Convert the records below, from the line with "Run detection on closed" through the end of the records, into a Markdown table with columns Index and Entry, one numbered row per non-blank line.

• _Rows_:

--------------------------------------------------

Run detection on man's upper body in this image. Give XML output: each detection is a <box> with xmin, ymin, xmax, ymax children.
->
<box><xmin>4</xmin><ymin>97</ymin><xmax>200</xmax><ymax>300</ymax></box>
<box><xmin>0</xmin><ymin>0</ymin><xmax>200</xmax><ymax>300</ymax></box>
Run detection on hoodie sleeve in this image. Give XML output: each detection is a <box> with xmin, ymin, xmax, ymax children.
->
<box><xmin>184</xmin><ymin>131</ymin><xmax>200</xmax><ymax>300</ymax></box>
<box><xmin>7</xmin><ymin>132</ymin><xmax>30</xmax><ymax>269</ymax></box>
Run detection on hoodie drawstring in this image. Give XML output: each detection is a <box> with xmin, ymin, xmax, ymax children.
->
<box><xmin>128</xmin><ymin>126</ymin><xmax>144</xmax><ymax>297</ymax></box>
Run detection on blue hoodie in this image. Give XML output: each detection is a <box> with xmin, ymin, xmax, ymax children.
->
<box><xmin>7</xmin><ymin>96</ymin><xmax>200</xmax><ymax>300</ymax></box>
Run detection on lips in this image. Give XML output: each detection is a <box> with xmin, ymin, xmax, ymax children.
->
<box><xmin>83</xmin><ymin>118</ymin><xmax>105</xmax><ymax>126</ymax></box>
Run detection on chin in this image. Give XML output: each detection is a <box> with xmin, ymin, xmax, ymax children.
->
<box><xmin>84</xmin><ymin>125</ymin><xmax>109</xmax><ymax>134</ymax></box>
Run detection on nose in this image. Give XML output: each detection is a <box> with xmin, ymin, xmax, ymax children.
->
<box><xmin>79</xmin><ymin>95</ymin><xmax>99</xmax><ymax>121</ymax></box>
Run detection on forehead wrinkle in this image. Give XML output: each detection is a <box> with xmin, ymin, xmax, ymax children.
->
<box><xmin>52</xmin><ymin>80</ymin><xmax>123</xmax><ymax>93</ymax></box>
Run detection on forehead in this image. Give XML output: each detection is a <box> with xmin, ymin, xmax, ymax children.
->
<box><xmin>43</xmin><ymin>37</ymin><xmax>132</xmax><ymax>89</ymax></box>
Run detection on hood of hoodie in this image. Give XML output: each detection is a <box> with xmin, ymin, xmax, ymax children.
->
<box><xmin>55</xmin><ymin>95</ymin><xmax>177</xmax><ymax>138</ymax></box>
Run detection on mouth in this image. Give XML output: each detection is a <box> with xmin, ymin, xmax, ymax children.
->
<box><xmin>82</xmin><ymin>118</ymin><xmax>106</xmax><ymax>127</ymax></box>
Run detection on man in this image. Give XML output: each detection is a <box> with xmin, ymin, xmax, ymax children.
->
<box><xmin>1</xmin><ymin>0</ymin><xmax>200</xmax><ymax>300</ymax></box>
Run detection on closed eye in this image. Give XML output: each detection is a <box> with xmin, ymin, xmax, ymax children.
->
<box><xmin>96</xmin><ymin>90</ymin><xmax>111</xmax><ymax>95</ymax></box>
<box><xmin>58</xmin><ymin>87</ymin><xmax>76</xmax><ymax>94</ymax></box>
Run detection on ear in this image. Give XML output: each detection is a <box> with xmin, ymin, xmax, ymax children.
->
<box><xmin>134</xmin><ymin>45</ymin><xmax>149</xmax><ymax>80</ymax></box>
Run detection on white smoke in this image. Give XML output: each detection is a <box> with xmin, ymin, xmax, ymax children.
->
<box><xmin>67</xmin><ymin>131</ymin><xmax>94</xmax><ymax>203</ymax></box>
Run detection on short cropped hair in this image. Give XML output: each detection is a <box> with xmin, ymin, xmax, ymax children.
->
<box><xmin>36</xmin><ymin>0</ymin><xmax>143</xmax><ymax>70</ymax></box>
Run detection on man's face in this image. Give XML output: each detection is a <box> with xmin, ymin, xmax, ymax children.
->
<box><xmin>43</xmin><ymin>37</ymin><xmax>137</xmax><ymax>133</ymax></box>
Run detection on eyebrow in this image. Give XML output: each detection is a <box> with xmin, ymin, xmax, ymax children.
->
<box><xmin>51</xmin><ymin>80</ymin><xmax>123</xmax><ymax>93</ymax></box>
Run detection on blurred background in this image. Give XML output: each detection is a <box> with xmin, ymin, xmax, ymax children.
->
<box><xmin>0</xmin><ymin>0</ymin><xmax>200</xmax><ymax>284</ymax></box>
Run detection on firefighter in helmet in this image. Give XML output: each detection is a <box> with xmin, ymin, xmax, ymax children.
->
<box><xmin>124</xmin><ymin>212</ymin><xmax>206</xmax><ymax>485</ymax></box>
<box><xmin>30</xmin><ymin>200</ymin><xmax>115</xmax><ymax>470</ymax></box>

--------------------------------------------------

• _Worked answer_:
| Index | Entry |
|---|---|
| 1 | Run detection on closed eye in this image. Give XML output: each detection is a <box> with xmin, ymin, xmax, ymax children. |
| 2 | -> |
| 3 | <box><xmin>96</xmin><ymin>90</ymin><xmax>111</xmax><ymax>95</ymax></box> |
| 4 | <box><xmin>58</xmin><ymin>87</ymin><xmax>76</xmax><ymax>94</ymax></box> |
| 5 | Run detection on ear in this image. Give XML output: each detection is a <box> with xmin, ymin, xmax, ymax children. |
| 6 | -> |
| 7 | <box><xmin>134</xmin><ymin>45</ymin><xmax>149</xmax><ymax>80</ymax></box> |
| 8 | Run detection on white smoke in this image. Give XML output: each detection is a <box> with xmin, ymin, xmax, ymax children. |
| 9 | -> |
| 10 | <box><xmin>67</xmin><ymin>131</ymin><xmax>94</xmax><ymax>203</ymax></box> |
| 11 | Run detection on short cropped hair in this image. Give XML output: each detection is a <box> with xmin, ymin, xmax, ymax children. |
| 12 | -> |
| 13 | <box><xmin>36</xmin><ymin>0</ymin><xmax>143</xmax><ymax>70</ymax></box> |
| 14 | Run detection on man's face in this image. Give XML output: each detection is a <box> with xmin, ymin, xmax, ymax children. |
| 15 | -> |
| 16 | <box><xmin>43</xmin><ymin>37</ymin><xmax>137</xmax><ymax>133</ymax></box> |
| 17 | Run detection on eyebrow in this image. Give XML output: each detection is a <box> with xmin, ymin, xmax, ymax children. |
| 18 | -> |
| 19 | <box><xmin>51</xmin><ymin>80</ymin><xmax>123</xmax><ymax>93</ymax></box> |
| 20 | Run detection on blurred background in this image. Give XML output: each detection is a <box> with xmin, ymin, xmax, ymax children. |
| 21 | -> |
| 22 | <box><xmin>0</xmin><ymin>0</ymin><xmax>200</xmax><ymax>284</ymax></box> |
| 23 | Run detection on firefighter in helmet in this image. Give XML output: each detection is a <box> with xmin, ymin, xmax, ymax children. |
| 24 | -> |
| 25 | <box><xmin>124</xmin><ymin>212</ymin><xmax>206</xmax><ymax>485</ymax></box> |
| 26 | <box><xmin>30</xmin><ymin>200</ymin><xmax>115</xmax><ymax>470</ymax></box> |